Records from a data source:
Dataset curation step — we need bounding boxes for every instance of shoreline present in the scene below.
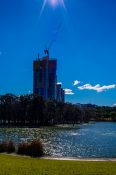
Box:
[0,153,116,162]
[40,156,116,162]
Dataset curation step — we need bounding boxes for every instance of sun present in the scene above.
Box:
[40,0,66,16]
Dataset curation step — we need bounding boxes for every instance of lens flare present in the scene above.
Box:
[40,0,66,16]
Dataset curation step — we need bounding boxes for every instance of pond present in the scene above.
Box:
[0,122,116,158]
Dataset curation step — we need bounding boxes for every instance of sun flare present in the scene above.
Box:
[40,0,66,16]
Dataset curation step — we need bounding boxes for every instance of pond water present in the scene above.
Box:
[0,122,116,158]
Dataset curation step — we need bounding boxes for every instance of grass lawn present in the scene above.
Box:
[0,154,116,175]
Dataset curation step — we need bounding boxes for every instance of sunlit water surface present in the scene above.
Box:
[0,122,116,158]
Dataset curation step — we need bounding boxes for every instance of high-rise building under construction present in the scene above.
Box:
[33,50,64,102]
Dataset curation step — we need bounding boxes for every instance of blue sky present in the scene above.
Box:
[0,0,116,105]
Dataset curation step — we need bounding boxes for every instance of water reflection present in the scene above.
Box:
[0,122,116,158]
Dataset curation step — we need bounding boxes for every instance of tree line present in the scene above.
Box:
[0,94,116,126]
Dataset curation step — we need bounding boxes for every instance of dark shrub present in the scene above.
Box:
[6,141,15,153]
[0,142,6,153]
[17,140,43,157]
[29,140,43,157]
[0,141,15,153]
[17,142,29,155]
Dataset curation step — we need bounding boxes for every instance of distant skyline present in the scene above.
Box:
[0,0,116,106]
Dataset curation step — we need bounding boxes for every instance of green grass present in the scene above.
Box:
[0,154,116,175]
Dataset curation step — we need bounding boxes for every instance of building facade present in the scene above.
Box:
[33,50,64,102]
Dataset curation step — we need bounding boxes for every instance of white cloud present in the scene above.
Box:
[78,84,116,92]
[73,80,80,86]
[64,89,74,95]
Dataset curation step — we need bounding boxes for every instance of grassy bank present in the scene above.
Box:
[0,154,116,175]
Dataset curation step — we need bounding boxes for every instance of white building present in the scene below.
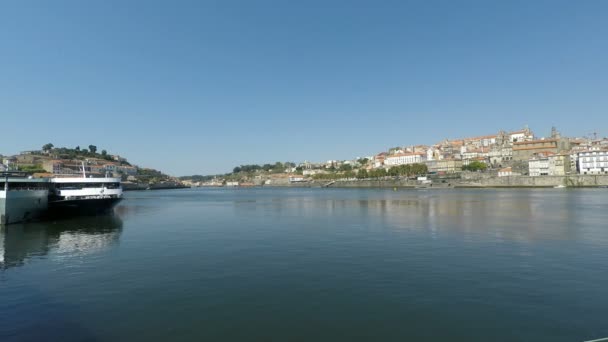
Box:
[578,150,608,175]
[498,167,513,177]
[289,175,306,183]
[528,155,549,177]
[384,152,426,166]
[509,129,534,143]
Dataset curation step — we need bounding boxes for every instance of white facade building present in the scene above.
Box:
[578,150,608,175]
[384,152,426,166]
[498,167,513,177]
[528,156,549,177]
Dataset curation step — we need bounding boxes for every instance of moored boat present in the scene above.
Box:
[0,172,49,225]
[49,177,122,216]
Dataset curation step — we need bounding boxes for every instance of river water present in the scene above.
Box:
[0,189,608,342]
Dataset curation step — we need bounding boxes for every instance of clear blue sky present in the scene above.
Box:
[0,0,608,175]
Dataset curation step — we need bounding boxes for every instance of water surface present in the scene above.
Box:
[0,189,608,341]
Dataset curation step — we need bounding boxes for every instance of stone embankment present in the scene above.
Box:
[269,173,608,189]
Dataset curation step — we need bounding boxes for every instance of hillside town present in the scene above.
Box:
[0,143,182,189]
[182,127,608,186]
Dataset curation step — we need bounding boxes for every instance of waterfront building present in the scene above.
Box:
[528,152,552,177]
[372,152,386,169]
[549,152,571,176]
[498,167,519,177]
[578,149,608,175]
[384,152,426,166]
[289,175,306,183]
[509,127,534,143]
[488,145,513,166]
[425,159,462,174]
[513,138,570,161]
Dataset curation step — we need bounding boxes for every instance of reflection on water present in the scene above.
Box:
[0,215,122,268]
[228,189,608,243]
[0,189,608,342]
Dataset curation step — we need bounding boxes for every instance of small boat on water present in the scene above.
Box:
[49,177,122,216]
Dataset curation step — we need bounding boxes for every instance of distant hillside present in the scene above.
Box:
[2,143,180,184]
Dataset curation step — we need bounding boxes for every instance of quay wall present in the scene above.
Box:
[270,174,608,188]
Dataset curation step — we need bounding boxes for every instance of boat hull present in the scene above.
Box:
[0,190,49,225]
[48,198,122,217]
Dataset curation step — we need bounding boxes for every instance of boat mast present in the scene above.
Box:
[4,162,9,191]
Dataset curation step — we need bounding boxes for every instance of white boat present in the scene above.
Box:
[49,177,122,216]
[0,172,49,225]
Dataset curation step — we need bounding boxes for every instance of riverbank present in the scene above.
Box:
[266,173,608,189]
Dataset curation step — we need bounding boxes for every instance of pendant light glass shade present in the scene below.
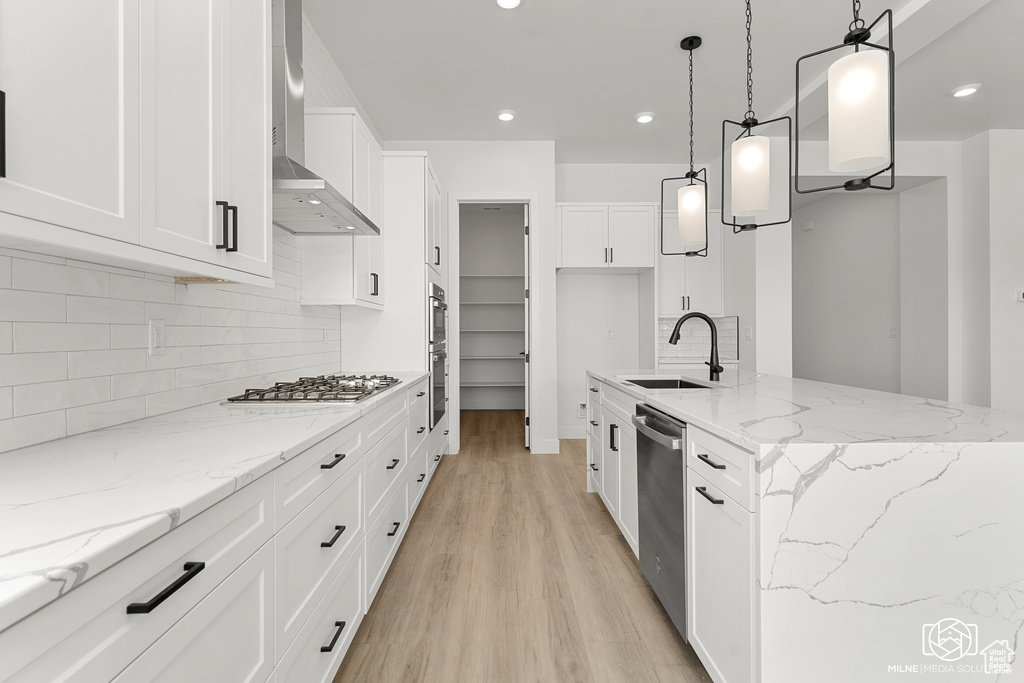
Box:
[676,184,708,244]
[828,50,890,173]
[729,135,771,216]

- PROBLEM STATEMENT: Reproduce the lines from the one with "river water present in the scene above." to the one with "[2,143,180,184]", including both of those lines and nothing else.

- REPLY:
Dataset curation step — we need bounding boxes for every instance of river water present in the scene above.
Box:
[0,189,608,342]
Dataset curation step — we need bounding boxes for every instance of clear blue sky present in the scene above.
Box:
[0,0,608,175]
Dataset curation step — we need bounding boxes for every instance of water surface present in the scene above.
Box:
[0,189,608,341]
Dataset curation step — we need bounding boxes for every instance of stone embankment present in the scene above.
Box:
[269,173,608,189]
Dataset curation step — we need bounding boxes for every instance of hillside town present in the scene above.
Box:
[0,143,182,189]
[182,127,608,186]
Dataset curation step — we need bounding boxes for every instance of waterfront building present in the scene above.
Box:
[528,152,552,177]
[372,152,386,169]
[549,152,571,176]
[498,167,519,177]
[578,149,608,175]
[384,152,426,166]
[289,175,306,183]
[509,127,534,143]
[488,145,513,166]
[425,159,462,174]
[513,138,570,161]
Dataset curation step — we need bounding boxes for every instance of reflection on water present in the scene above.
Box:
[0,215,122,268]
[228,189,608,243]
[0,189,608,342]
Dataset curation step — we need bounding boxes for every instance of small boat on water present in the scene above.
Box:
[49,177,122,216]
Dataset curation step — we need bounding boxes for every instance of distant hillside present in the scene above.
Box:
[2,143,180,184]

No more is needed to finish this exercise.